(PROBLEM STATEMENT):
Which lines in the rows contain the word "stone", with case counting? Pull out each of those lines in full.

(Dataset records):
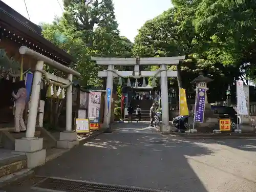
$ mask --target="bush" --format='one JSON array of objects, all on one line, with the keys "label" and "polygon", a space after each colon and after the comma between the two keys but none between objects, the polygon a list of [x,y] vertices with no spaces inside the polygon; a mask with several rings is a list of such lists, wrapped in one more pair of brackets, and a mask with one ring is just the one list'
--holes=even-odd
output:
[{"label": "bush", "polygon": [[121,118],[121,108],[120,106],[114,109],[114,115],[115,115],[115,120],[119,121]]}]

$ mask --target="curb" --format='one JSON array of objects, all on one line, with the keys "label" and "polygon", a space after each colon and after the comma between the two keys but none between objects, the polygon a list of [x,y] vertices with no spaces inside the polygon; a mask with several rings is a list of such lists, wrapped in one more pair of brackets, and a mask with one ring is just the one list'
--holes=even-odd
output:
[{"label": "curb", "polygon": [[80,141],[79,141],[78,145],[84,144],[84,143],[90,141],[91,140],[95,138],[96,137],[98,136],[98,135],[102,134],[102,133],[104,133],[104,130],[103,129],[99,130],[97,132],[93,133],[89,137],[80,140]]},{"label": "curb", "polygon": [[213,135],[188,135],[186,134],[172,134],[172,133],[161,133],[163,135],[169,135],[170,136],[176,138],[184,138],[186,139],[256,139],[256,134],[237,134],[222,135],[221,134],[216,134]]},{"label": "curb", "polygon": [[34,170],[29,168],[22,169],[18,172],[3,177],[0,180],[0,188],[11,184],[21,183],[29,179],[35,175]]}]

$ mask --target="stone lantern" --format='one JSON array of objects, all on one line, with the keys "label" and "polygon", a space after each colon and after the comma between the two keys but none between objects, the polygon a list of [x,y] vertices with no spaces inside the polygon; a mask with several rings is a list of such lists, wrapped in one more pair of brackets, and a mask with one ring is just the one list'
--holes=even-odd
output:
[{"label": "stone lantern", "polygon": [[[199,76],[196,78],[194,80],[193,80],[192,81],[190,82],[192,84],[196,84],[197,87],[199,88],[202,88],[202,89],[205,89],[205,90],[207,91],[209,89],[207,87],[207,83],[208,83],[209,82],[210,82],[212,81],[213,79],[211,79],[210,78],[207,77],[205,77],[203,75],[203,74],[202,72],[200,72],[199,73]],[[208,99],[207,99],[207,94],[205,95],[205,107],[206,107],[206,105],[208,104]]]}]

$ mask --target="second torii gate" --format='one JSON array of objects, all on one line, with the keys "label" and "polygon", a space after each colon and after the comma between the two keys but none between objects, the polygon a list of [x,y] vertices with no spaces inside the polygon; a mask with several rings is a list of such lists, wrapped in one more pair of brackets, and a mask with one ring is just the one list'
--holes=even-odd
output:
[{"label": "second torii gate", "polygon": [[[177,65],[180,61],[185,59],[185,56],[168,57],[149,57],[149,58],[115,58],[115,57],[92,57],[92,60],[96,60],[97,65],[108,66],[108,70],[99,71],[99,77],[106,77],[106,90],[110,88],[112,90],[110,100],[112,98],[112,90],[114,77],[135,78],[154,76],[161,78],[161,93],[162,105],[161,131],[168,132],[170,131],[169,124],[169,107],[168,102],[167,78],[177,77],[177,72],[167,70],[167,65]],[[115,66],[134,66],[134,71],[119,71],[115,70]],[[141,65],[160,66],[160,69],[156,71],[140,71]],[[108,100],[105,97],[105,109],[104,113],[103,126],[106,127],[108,122],[110,122],[111,115],[108,115]],[[109,111],[111,111],[111,105],[109,105]]]}]

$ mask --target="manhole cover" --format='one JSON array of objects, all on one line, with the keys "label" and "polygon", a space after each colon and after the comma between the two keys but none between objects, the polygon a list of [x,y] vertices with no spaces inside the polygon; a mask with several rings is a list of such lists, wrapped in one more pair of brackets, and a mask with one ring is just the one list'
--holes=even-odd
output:
[{"label": "manhole cover", "polygon": [[151,143],[153,144],[163,144],[163,141],[152,141],[150,142]]},{"label": "manhole cover", "polygon": [[48,178],[31,188],[34,189],[47,189],[68,192],[163,192],[156,189],[107,185],[56,178]]}]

(WORKED SOLUTION):
$ mask --target="stone lantern" --format='one JSON array of objects, all on one line, with the keys "label" and "polygon", a space after each colon and after the comma between the two keys but none between objects, the polygon a list of [x,y] vertices with no spaces inside the polygon; a mask with several rings is a list of such lists, wrapped in one more pair of brackets, and a mask with one ring is just the one list'
[{"label": "stone lantern", "polygon": [[[199,76],[196,78],[194,80],[193,80],[192,81],[190,82],[192,84],[196,84],[197,87],[199,88],[202,88],[202,89],[205,89],[205,90],[207,91],[209,89],[207,87],[207,83],[208,83],[209,82],[210,82],[212,81],[213,79],[211,79],[210,78],[207,77],[205,77],[203,75],[203,74],[202,72],[200,72],[199,73]],[[208,99],[207,99],[207,94],[205,95],[205,107],[206,107],[206,105],[208,104]]]}]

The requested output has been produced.